**GOAL OF THE EXERCISE:**
Return the lines starting at the one containing "Please spot the sea" and ending at the one containing "Target: sea surface", both included, reproduced exactly.

**DATASET CONTENT:**
□ □ □ □ □ □ □
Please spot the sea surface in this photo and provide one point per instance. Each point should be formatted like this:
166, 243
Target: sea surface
□ □ □ □ □ □ □
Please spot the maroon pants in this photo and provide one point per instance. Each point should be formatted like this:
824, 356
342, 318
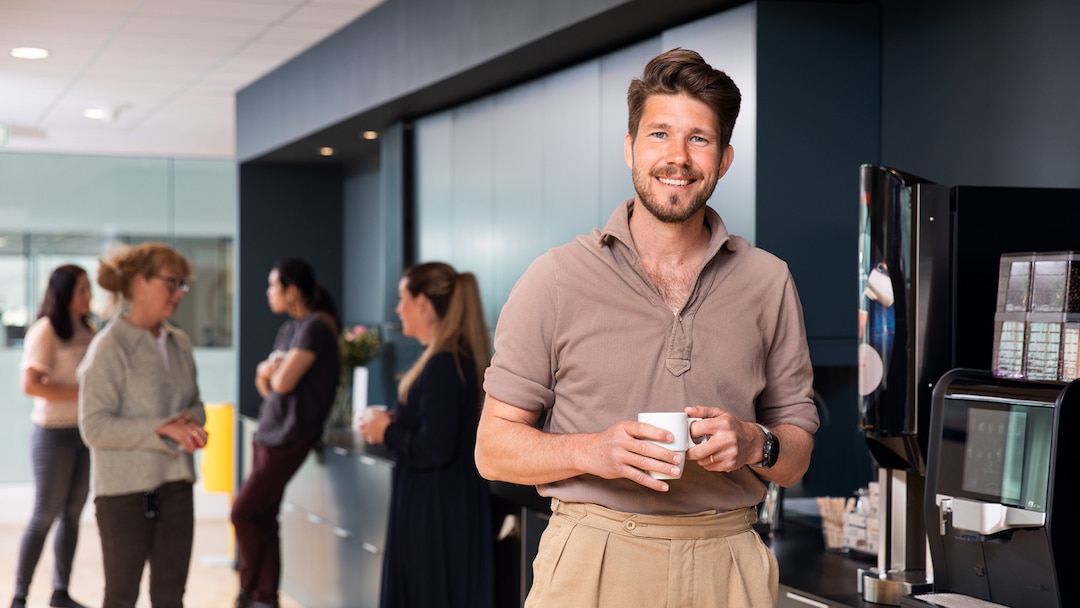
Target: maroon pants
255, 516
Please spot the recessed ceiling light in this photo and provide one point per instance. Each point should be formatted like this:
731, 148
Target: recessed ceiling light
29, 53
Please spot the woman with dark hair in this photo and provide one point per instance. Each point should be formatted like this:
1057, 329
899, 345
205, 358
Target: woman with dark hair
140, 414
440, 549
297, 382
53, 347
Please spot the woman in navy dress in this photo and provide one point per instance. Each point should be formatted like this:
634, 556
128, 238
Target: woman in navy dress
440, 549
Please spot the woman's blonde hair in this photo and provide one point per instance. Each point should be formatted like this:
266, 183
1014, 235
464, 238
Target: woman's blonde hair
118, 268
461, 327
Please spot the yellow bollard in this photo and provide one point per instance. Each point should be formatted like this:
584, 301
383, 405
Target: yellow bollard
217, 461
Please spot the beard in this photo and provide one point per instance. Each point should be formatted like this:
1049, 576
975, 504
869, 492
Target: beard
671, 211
□ □ □ □ □ □ □
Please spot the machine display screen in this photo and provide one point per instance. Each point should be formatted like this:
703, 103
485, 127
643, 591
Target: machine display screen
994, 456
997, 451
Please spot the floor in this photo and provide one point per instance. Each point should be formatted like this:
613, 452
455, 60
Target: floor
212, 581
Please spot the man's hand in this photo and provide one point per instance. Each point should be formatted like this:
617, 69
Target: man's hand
□ □ □ □ □ □ □
**WRITTEN SOLUTION:**
Please spot the sea surface in this photo and provide one point per instance. Each point should be formatted like this:
166, 243
Target: sea surface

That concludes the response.